I spent a semester abroad in France and lived with two Italians - Nicole and Francesco. Nicki was chill and always on a diet. Francesco was every Italian stereotype I had seen on TV growing up (Mamma-Mia!). While I was in gastronomy heaven, eating everything Grenoble had to offer, Francesco was reliably eating pasta 5 nights a week. The pasta he made most often was carbonara. I had never seen or eaten carbonara at the time and judged him silently for eating a pasta that only contained bacon and eggs. Oh how naive and stupid I was. It wasn’t until years later that I tried it and fell. in. love. HOLY DAMN IT’S SO GOOD.
We’ve been making it at home for a few years now, trying to perfect the technique. Adding raw eggs to pasta and not scrambling them is harder than it looks.
Tonight I tried Hallie Meyer’s technique (courtesy of Cooking in Quarantine) and NAILED IT. I’ve been using the two pot method for pasta for a few years now (thank you Bon Appétit), but hadn’t tried it for carbonara. Oh boy did I waste a lot of potentially amazing carbonara opportunities. No more!
Make this carbonara this weekend - you deserve it.
Tonight’s takes:
Husband: “So rich.” Me: “So, good?” Husband: Enthusiastically nodding because his mouth is already full with pasta. “Probably one of the best you’ve made.”
Helen (5 1/2 years old): “This is really delicious.”
Hector (3 years old): “Ooooo! Pasta!”
What I used:
4 egg yolks - I used to cheat and only use 2 whole eggs. Don’t do it! Yolks only.
Lots of pepper
1 cup loosely packed grated Parmesan cheese
Half a pound of bacon - I used 6 slices
1 package spaghetti (454g/1lb) - we eat more than the recommended pasta serving size in our house
What I did:
Turned salty pasta water pot on high - to get it boiling.
Turned pasta sauce pot on medium - to get it warmed up.
Put egg yolks in a bowl - one that was large enough to add about 1 cup of pasta water to.
Added lots of pepper. Lots.

■ ■ ■ ■ ■

• **GIVEN TASK 1**
Substitute "pale backdrop" for "light background" in the segmentation records below, and write those records out again with everything else unchanged. Leave the pictures out of your answer.

• **DATASET CONTENT**
■ ■ ■ ■ ■

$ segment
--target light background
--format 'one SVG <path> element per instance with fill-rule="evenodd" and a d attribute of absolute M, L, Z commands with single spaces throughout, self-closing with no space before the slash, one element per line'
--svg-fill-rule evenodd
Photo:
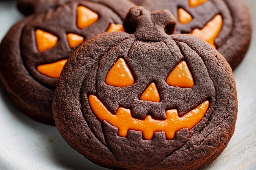
<path fill-rule="evenodd" d="M 256 31 L 256 1 L 247 0 Z M 23 18 L 15 1 L 0 1 L 0 41 Z M 256 36 L 234 71 L 239 107 L 236 128 L 221 154 L 204 169 L 256 169 Z M 0 61 L 0 62 L 1 61 Z M 21 113 L 0 86 L 0 169 L 106 169 L 73 149 L 56 127 Z"/>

■ ■ ■ ■ ■

• **GIVEN TASK 2**
Proceed with the carbonara post above, writing the steps that come after its last line.

• **EXERCISE RESPONSE 1**
$ segment
--target pale backdrop
--format 'one SVG <path> element per instance with fill-rule="evenodd" and a d attribute of absolute M, L, Z commands with single spaces throughout, self-closing with no space before the slash, one element per line'
--svg-fill-rule evenodd
Photo:
<path fill-rule="evenodd" d="M 256 31 L 256 1 L 247 0 Z M 23 18 L 15 1 L 0 1 L 0 41 Z M 256 36 L 234 71 L 239 107 L 236 128 L 221 154 L 204 169 L 256 169 Z M 0 61 L 0 62 L 1 61 Z M 21 113 L 0 86 L 0 169 L 106 169 L 73 149 L 56 127 Z"/>

• **EXERCISE RESPONSE 2**
Grated Parmesan.
Added bacon. I don’t put oil in my pan as the bacon is fatty enough. And it doesn’t matter if the bacon sticks a bit and breaks up as I move it around - the final pasta uses bacon bits.
Cooked the bacon to 75% done. I made sure my bacon was mostly done before I started my pasta - I never want eat over-done pasta.
Added spaghetti to boiling water. Set timer for 2-minutes less than package directions for al dente - 7 minutes.
Finished bacon. Removed it from sauce pot. Broke it into bits with my spoon.
Added about 1 cup of pasta water to sauce pot and scraped up all the brown bits.
Held it at a simmer (medium-low heat).
When pasta timer went off, added spaghetti to sauce pot and stirred vigorously. It looked a bit dry after 30 seconds of stirring, so added another 1/4 cup pasta water.
Kept stirring until spaghetti was silky looking.
Tasted a noodle to make sure it was al dente.
Turned the heat off.
Added 1 cup of pasta water to egg yolks (to bring their temperature up).
Added egg yolks to pasta and stirred until silky and creamy. Added another 1/4 cup pasta water about half-way through.
Finished with Parmesan.
Stirred until super creamy and cheesy looking.
Folded in bacon bits.
Done!
Served with lots more pepper.
Next time:
MAKE IT EXACTLY LIKE THIS.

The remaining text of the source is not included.